About this exercise >>
Leave the pictures out. Transcribe exactly every line from the start of the records through the one containing "target | front grille".
[Opening Available data section]
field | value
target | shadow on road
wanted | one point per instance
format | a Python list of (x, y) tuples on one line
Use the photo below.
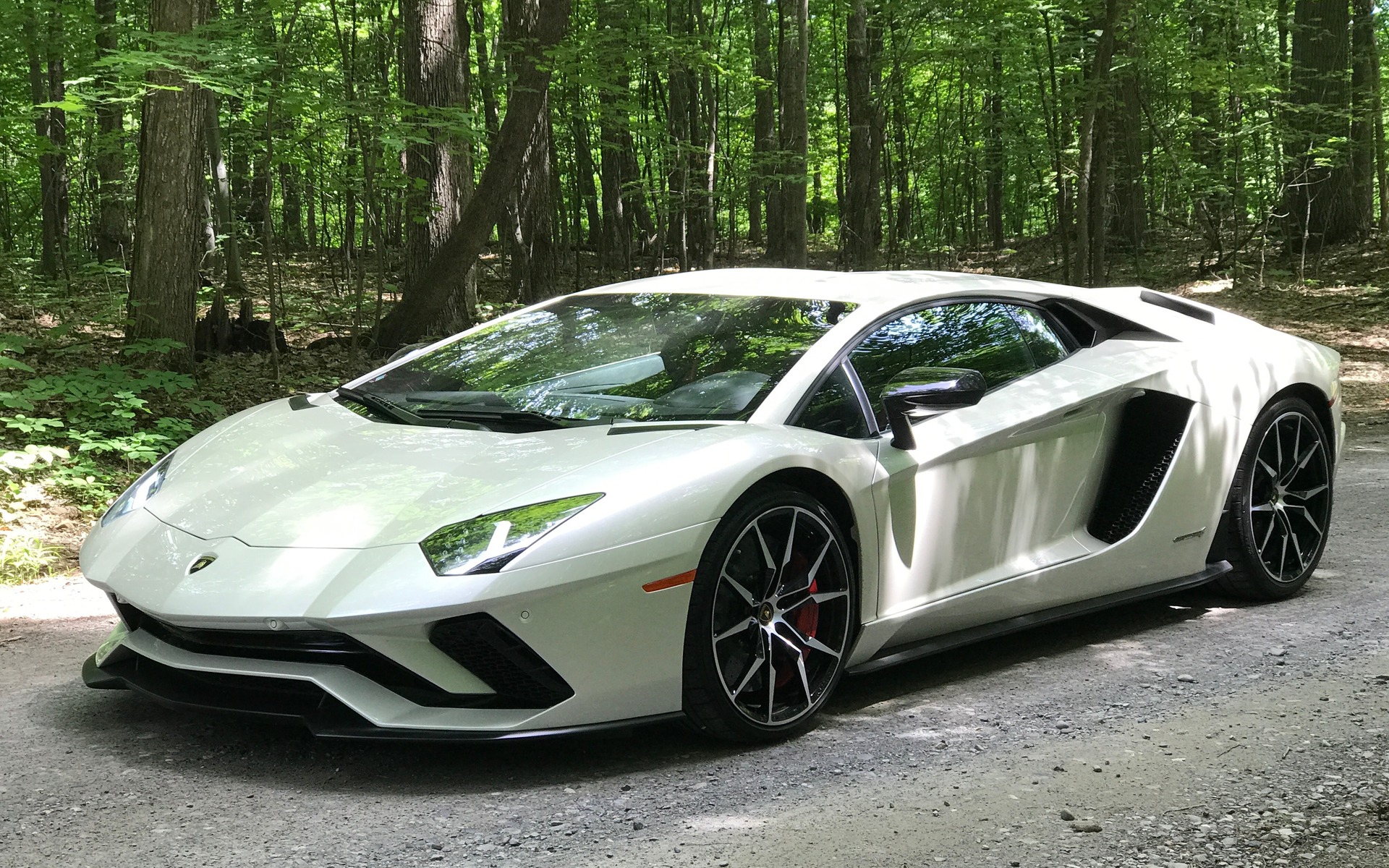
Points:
[(142, 735)]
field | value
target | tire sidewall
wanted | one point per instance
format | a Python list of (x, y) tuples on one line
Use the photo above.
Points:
[(1268, 585), (703, 686)]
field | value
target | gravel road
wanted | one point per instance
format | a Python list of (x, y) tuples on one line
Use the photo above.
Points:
[(1184, 731)]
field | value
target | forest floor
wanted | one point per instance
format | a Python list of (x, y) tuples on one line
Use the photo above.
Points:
[(1176, 732), (1182, 731)]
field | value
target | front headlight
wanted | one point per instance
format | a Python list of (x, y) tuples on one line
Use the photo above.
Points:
[(490, 542), (139, 493)]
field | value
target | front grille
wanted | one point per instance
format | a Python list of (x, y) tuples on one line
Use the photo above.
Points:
[(307, 646), (495, 655)]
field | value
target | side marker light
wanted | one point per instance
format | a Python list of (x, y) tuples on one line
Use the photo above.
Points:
[(685, 578)]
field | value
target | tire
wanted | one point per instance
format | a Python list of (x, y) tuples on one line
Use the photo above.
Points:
[(771, 621), (1280, 506)]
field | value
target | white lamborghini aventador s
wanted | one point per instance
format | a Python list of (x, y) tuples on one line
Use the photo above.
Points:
[(713, 495)]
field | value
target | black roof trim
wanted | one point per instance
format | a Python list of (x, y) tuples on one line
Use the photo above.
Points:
[(1178, 306)]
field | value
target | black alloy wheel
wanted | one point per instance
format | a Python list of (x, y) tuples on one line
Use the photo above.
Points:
[(773, 613), (1280, 504)]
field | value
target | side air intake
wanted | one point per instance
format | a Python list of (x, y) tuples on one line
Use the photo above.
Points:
[(1150, 430)]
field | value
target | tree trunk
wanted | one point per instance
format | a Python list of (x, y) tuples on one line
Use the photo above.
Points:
[(860, 211), (169, 197), (113, 232), (1089, 226), (43, 46), (223, 199), (760, 185), (616, 150), (795, 135), (584, 170), (1364, 89), (993, 155), (532, 206), (1129, 221), (438, 161), (1321, 205), (540, 24)]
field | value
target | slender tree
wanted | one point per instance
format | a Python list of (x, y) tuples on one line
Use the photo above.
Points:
[(795, 137), (540, 25), (1320, 203), (169, 195), (438, 160)]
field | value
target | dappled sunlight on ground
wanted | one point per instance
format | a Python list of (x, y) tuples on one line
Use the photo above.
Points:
[(57, 599)]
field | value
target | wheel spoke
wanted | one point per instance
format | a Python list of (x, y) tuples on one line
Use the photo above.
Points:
[(1307, 493), (767, 552), (810, 642), (752, 670), (791, 540), (1307, 519), (747, 595), (825, 596), (1268, 534), (735, 629), (771, 681), (1291, 538), (804, 679)]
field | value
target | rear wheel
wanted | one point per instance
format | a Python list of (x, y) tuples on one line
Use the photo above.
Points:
[(771, 618), (1280, 504)]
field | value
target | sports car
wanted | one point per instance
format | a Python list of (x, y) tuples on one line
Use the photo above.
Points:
[(712, 496)]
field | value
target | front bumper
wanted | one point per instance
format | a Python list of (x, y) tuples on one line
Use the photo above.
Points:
[(616, 650), (289, 702)]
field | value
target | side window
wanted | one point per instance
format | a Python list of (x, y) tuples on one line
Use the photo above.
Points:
[(982, 336), (833, 409), (1042, 341)]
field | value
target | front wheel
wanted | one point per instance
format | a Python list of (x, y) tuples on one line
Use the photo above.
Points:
[(771, 618), (1280, 504)]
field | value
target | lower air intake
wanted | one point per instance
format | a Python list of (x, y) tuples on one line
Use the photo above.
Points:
[(1150, 430), (495, 655)]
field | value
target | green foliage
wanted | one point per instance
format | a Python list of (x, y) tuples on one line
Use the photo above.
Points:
[(24, 557)]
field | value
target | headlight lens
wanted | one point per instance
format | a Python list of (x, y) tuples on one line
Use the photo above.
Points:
[(139, 493), (490, 542)]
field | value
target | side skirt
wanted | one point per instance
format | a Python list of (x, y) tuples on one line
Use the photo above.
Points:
[(893, 656)]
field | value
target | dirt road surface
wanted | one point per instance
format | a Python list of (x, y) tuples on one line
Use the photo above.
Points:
[(1184, 731)]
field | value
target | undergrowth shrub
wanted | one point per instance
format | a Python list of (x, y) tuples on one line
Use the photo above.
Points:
[(24, 556)]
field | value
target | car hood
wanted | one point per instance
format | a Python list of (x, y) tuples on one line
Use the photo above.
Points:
[(318, 475)]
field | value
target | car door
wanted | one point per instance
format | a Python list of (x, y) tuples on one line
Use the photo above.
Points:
[(992, 490)]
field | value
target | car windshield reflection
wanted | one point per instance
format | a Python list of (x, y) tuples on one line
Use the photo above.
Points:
[(613, 356)]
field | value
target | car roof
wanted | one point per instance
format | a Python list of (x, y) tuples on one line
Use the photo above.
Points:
[(874, 289)]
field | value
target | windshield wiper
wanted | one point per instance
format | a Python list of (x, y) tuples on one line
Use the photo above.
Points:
[(380, 406), (527, 417)]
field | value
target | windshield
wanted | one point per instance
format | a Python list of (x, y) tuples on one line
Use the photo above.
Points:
[(623, 356)]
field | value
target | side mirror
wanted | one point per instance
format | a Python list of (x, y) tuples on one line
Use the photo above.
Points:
[(917, 392)]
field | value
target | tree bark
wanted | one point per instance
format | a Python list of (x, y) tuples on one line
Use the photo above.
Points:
[(1129, 221), (223, 197), (795, 135), (993, 155), (1089, 226), (1321, 203), (169, 197), (542, 25), (438, 161), (1364, 90), (534, 258), (113, 231), (760, 185), (860, 213)]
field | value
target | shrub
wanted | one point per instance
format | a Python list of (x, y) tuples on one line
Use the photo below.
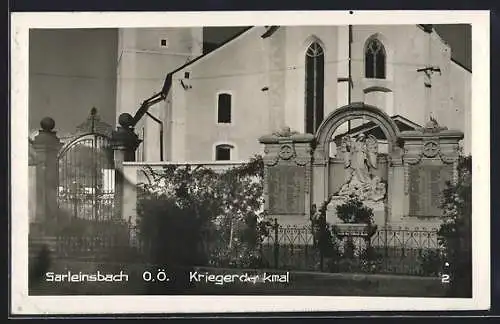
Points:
[(456, 233), (353, 211), (196, 216)]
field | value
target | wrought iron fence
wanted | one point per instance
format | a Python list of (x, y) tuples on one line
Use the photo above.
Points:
[(408, 251)]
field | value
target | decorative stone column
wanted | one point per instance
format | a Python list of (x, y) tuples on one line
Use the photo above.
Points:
[(287, 176), (124, 142), (46, 145)]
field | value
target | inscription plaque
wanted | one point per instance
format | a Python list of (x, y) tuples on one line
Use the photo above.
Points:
[(286, 189), (427, 183)]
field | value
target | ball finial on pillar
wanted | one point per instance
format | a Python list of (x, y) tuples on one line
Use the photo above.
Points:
[(125, 120), (47, 124)]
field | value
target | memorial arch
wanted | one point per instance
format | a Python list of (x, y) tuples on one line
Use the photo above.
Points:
[(398, 168), (329, 171)]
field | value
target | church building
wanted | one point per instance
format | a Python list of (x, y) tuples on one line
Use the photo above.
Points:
[(218, 103)]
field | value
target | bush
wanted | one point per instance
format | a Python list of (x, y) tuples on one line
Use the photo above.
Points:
[(353, 211), (196, 216), (456, 232)]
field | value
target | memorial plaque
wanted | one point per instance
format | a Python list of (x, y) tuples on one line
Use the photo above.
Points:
[(286, 189), (427, 183)]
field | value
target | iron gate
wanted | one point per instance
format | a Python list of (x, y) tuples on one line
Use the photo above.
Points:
[(86, 173), (86, 178)]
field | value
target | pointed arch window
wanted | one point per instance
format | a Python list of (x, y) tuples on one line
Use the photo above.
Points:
[(315, 65), (375, 57)]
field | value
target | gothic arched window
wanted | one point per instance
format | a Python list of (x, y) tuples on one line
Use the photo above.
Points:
[(315, 64), (375, 59)]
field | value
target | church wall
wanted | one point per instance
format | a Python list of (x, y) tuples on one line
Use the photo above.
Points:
[(407, 50), (238, 68), (461, 103), (142, 68), (71, 71)]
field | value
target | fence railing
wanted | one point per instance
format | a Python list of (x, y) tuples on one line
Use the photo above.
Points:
[(395, 250), (406, 251)]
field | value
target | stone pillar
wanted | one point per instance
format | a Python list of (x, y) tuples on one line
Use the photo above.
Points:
[(124, 142), (287, 176), (46, 145)]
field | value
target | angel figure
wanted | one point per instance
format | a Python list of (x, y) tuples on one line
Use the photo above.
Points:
[(360, 156)]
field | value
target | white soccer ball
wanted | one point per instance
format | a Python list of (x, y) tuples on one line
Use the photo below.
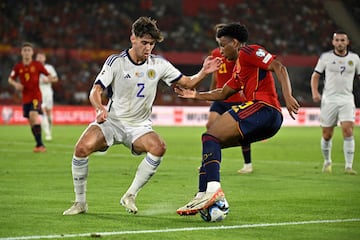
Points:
[(217, 212)]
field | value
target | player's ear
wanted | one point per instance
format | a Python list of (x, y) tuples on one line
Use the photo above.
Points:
[(132, 38)]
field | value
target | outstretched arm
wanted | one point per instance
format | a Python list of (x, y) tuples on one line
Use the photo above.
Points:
[(210, 65), (283, 77), (315, 87), (95, 99), (218, 94)]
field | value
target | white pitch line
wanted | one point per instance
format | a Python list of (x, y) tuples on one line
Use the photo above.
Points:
[(100, 234)]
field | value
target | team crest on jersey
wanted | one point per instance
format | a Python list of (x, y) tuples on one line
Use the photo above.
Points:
[(151, 74), (139, 74), (260, 52)]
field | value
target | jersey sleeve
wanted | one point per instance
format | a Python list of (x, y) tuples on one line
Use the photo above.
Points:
[(357, 66), (14, 72), (257, 56), (41, 68), (320, 65), (105, 76), (51, 70), (170, 74)]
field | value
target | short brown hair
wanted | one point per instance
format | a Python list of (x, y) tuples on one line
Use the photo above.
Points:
[(146, 25), (27, 44)]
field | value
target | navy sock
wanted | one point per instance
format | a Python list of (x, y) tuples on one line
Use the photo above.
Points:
[(246, 153), (36, 130), (202, 179), (211, 157)]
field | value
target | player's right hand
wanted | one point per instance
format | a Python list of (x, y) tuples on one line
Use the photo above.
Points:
[(101, 115)]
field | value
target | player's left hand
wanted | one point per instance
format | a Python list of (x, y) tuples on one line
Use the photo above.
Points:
[(184, 92), (292, 106), (211, 64)]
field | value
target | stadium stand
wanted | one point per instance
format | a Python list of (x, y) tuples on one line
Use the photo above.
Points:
[(77, 35)]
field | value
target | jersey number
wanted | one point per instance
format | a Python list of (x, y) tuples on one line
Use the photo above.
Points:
[(222, 68), (342, 69), (237, 108), (141, 89)]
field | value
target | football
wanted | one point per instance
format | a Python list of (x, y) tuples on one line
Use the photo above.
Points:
[(216, 212)]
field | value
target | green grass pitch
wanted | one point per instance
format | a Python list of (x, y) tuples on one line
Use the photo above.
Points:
[(287, 196)]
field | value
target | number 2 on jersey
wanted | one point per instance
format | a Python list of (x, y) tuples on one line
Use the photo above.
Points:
[(141, 89)]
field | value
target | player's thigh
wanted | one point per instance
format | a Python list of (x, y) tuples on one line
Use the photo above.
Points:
[(224, 128), (91, 140), (150, 142), (347, 112), (212, 118), (329, 114)]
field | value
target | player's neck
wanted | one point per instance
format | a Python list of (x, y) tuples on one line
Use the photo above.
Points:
[(27, 61), (341, 53), (134, 58)]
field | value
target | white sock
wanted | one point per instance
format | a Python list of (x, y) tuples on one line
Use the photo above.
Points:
[(199, 194), (45, 125), (145, 171), (326, 149), (213, 186), (80, 173), (349, 149)]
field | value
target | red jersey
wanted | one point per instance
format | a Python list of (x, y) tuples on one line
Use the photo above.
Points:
[(224, 74), (251, 75), (29, 76)]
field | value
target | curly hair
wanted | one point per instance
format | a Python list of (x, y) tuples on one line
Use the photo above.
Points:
[(234, 30)]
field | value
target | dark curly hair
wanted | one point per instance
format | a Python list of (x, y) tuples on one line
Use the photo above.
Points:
[(234, 30)]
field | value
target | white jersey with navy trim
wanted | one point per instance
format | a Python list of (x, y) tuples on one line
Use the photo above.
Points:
[(132, 87), (46, 88), (339, 75)]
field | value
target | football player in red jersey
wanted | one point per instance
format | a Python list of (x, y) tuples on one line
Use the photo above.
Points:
[(256, 119), (217, 108), (28, 72)]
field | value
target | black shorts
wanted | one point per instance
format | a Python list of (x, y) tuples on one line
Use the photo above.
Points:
[(257, 121), (35, 105)]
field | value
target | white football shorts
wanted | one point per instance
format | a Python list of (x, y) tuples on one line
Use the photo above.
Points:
[(333, 112), (116, 132)]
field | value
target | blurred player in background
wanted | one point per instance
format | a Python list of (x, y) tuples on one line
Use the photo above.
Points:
[(340, 67), (217, 108), (47, 95), (257, 119), (28, 71), (131, 79)]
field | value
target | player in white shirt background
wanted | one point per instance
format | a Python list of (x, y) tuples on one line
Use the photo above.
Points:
[(131, 80), (340, 67), (47, 95)]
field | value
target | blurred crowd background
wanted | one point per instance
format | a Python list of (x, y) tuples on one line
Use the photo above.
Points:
[(78, 35)]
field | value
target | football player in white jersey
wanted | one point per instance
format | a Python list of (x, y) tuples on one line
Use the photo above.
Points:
[(130, 79), (47, 95), (340, 67)]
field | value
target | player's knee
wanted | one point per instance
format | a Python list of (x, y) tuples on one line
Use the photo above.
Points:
[(158, 149), (82, 150)]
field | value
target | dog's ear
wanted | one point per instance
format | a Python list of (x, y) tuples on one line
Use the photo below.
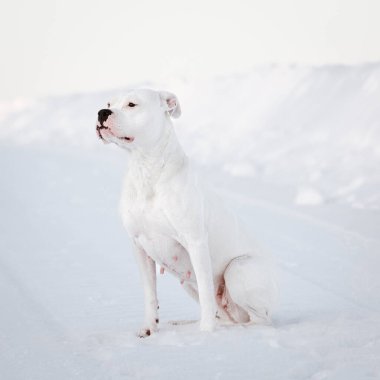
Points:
[(170, 103)]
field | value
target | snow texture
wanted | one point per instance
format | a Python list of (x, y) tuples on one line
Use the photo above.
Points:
[(296, 150)]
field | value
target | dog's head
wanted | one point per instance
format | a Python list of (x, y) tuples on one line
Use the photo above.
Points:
[(138, 119)]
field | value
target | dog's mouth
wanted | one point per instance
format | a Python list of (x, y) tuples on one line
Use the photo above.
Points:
[(99, 128)]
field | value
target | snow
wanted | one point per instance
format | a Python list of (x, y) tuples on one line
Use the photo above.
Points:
[(294, 149)]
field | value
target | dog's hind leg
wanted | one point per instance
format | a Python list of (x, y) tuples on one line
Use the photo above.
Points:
[(250, 286)]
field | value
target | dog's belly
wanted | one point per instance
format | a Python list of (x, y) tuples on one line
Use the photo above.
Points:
[(169, 254)]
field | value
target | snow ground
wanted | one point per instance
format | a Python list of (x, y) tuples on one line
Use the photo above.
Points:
[(301, 165)]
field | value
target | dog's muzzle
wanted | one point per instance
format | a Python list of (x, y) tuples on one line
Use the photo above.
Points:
[(103, 115)]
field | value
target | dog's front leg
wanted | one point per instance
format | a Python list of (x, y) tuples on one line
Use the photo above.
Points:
[(147, 269), (200, 259)]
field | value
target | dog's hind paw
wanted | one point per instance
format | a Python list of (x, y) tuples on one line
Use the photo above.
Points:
[(146, 331)]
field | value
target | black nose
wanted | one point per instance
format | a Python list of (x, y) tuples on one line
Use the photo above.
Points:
[(103, 115)]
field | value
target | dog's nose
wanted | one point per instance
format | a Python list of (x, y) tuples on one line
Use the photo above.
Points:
[(103, 115)]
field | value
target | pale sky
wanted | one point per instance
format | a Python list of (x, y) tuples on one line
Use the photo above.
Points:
[(58, 47)]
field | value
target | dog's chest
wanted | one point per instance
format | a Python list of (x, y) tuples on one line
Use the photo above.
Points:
[(148, 225)]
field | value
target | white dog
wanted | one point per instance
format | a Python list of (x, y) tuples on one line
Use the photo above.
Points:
[(173, 222)]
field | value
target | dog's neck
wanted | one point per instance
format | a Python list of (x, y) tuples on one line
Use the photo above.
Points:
[(147, 168)]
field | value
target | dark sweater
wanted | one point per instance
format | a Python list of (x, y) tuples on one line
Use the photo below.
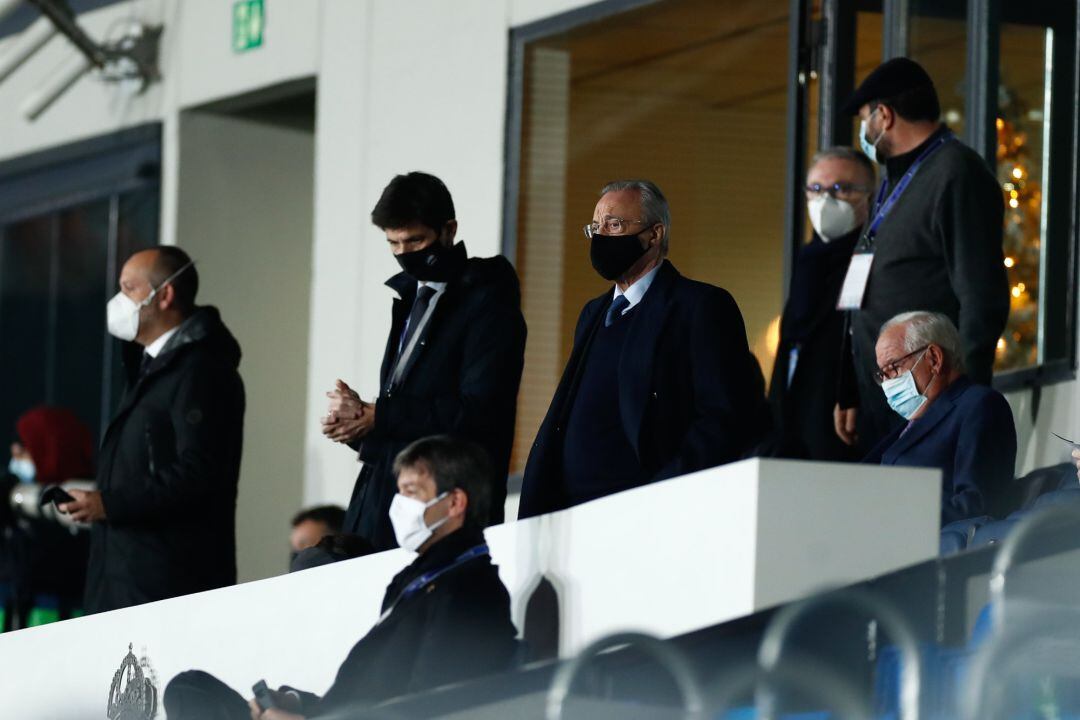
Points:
[(597, 457), (939, 249)]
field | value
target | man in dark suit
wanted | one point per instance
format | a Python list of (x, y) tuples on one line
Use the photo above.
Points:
[(445, 617), (453, 361), (961, 428), (163, 516), (802, 393), (660, 381), (933, 240)]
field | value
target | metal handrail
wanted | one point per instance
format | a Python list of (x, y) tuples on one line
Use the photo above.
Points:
[(672, 660), (819, 682), (773, 642), (981, 696), (1016, 540)]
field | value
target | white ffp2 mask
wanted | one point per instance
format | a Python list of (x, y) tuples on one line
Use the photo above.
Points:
[(121, 312), (832, 218), (406, 515)]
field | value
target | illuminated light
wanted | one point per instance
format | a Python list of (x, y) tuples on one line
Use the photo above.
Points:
[(772, 336)]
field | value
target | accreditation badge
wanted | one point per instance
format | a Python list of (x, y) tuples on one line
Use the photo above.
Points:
[(854, 282)]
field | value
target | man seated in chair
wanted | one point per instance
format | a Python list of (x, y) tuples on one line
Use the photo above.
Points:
[(445, 617), (961, 428)]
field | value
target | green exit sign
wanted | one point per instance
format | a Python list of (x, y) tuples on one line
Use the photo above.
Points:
[(248, 21)]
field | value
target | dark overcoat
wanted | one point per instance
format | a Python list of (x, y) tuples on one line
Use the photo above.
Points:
[(461, 379), (169, 469), (690, 393)]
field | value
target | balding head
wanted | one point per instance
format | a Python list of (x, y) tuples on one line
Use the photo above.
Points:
[(166, 273)]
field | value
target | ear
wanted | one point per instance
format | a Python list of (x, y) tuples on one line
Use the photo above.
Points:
[(936, 358), (450, 230), (165, 297), (459, 503)]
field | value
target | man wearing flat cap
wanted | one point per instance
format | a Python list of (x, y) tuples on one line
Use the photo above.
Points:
[(933, 242)]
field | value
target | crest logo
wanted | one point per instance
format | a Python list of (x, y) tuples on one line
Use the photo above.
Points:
[(133, 695)]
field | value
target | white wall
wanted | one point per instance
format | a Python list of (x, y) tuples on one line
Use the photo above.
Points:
[(777, 530), (404, 84), (244, 215)]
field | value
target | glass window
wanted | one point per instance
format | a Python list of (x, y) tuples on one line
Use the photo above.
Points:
[(700, 108), (57, 269), (937, 40)]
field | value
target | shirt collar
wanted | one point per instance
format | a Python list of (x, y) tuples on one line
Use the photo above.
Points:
[(637, 290), (154, 348)]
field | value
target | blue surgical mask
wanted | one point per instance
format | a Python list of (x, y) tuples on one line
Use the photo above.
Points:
[(23, 469), (864, 141), (903, 395)]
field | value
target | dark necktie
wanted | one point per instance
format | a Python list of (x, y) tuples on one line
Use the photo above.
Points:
[(144, 365), (615, 311), (419, 308)]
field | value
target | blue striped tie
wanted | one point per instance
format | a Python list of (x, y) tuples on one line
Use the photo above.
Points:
[(616, 309)]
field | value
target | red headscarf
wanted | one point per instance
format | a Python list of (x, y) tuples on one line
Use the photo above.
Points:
[(59, 445)]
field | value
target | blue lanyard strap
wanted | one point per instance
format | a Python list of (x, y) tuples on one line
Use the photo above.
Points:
[(428, 578), (883, 205)]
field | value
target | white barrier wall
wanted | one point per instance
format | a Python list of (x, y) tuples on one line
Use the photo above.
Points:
[(665, 558)]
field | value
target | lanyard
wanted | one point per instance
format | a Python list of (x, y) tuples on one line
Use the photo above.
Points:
[(429, 578), (882, 208)]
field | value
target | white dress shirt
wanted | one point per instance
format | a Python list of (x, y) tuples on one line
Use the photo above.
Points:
[Closing Available data section]
Your solution >>
field | value
target | shadow on road
wanted | one point per instance
format | a Python list of (x, y) tuples on one line
Use the photo below.
Points:
[(142, 735)]
field | value
target | tire sidewall
wanted | one point per instance
format | a Python list of (x, y) tuples on one line
Use the photo above.
Points:
[(1268, 585), (703, 686)]
field | value
target | gravel road
wanted | one point per instance
format | a Python list of (x, y) tuples on one line
Use the photo above.
Points:
[(1184, 731)]
field | value
target | forest floor
wanted | one point per instance
format | a Python list of (x, y) tuples on one line
Use the photo above.
Points:
[(1176, 732), (1182, 731)]
field | value
target | front headlight
wanted | one point per instance
format | a Python list of (x, y) tuples on one line
Use the photo above.
Points:
[(490, 542), (139, 493)]
field | value
target | front grille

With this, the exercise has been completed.